------ Recorded data ------

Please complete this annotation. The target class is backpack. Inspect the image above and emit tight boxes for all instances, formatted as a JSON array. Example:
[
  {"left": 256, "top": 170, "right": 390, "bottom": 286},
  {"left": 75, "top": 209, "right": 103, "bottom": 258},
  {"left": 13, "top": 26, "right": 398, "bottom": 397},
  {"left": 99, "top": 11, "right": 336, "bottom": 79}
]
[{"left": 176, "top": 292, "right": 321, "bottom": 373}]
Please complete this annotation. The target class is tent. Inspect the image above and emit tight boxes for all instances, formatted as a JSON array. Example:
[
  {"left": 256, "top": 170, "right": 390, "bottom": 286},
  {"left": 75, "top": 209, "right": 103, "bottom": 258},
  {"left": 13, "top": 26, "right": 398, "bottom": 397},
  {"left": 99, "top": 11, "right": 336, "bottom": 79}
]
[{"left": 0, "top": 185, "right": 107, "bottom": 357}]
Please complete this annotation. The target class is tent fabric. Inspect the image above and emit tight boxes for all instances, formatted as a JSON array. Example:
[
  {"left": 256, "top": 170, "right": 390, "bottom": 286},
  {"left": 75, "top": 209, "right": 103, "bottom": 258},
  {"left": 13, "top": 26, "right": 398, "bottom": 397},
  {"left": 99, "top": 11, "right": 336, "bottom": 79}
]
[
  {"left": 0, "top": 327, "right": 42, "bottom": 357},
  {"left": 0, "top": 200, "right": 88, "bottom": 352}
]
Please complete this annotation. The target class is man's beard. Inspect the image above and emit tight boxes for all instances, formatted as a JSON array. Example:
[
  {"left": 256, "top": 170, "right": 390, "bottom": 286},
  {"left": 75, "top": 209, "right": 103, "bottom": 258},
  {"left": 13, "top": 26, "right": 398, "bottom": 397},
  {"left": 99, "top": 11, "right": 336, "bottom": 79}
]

------

- _Instructions for the task_: Reproduce each record exactly as written above.

- _Task response_:
Please complete this annotation. The target class is backpack. Inspect the image above and emit tight boxes for all instances, formatted as a JSON array. Example:
[
  {"left": 256, "top": 170, "right": 390, "bottom": 286},
  {"left": 75, "top": 209, "right": 103, "bottom": 258},
  {"left": 13, "top": 26, "right": 398, "bottom": 397},
  {"left": 99, "top": 11, "right": 336, "bottom": 79}
]
[{"left": 176, "top": 292, "right": 321, "bottom": 373}]
Please complete this annotation. The target class is tent. Inspect the image above and emit tight boxes for all instances, formatted as a JSON array. Example:
[
  {"left": 256, "top": 170, "right": 390, "bottom": 286},
  {"left": 75, "top": 209, "right": 103, "bottom": 258},
  {"left": 13, "top": 26, "right": 398, "bottom": 397},
  {"left": 99, "top": 11, "right": 336, "bottom": 79}
]
[{"left": 0, "top": 185, "right": 107, "bottom": 357}]
Please complete this annotation. The target class is tent fabric. Inspect the image above and emit tight boxes for all instances, formatted as a JSON array. Example:
[
  {"left": 256, "top": 170, "right": 390, "bottom": 286},
  {"left": 75, "top": 209, "right": 103, "bottom": 258},
  {"left": 13, "top": 26, "right": 398, "bottom": 397},
  {"left": 99, "top": 11, "right": 336, "bottom": 79}
]
[
  {"left": 0, "top": 327, "right": 42, "bottom": 357},
  {"left": 0, "top": 200, "right": 88, "bottom": 352}
]
Please complete this annotation. The target class is man's beard. Inspect the image above and emit tight boxes for all instances, formatted as a JSON array. Example:
[
  {"left": 256, "top": 170, "right": 390, "bottom": 286},
  {"left": 75, "top": 209, "right": 103, "bottom": 258},
  {"left": 13, "top": 26, "right": 398, "bottom": 397},
  {"left": 99, "top": 11, "right": 336, "bottom": 79}
]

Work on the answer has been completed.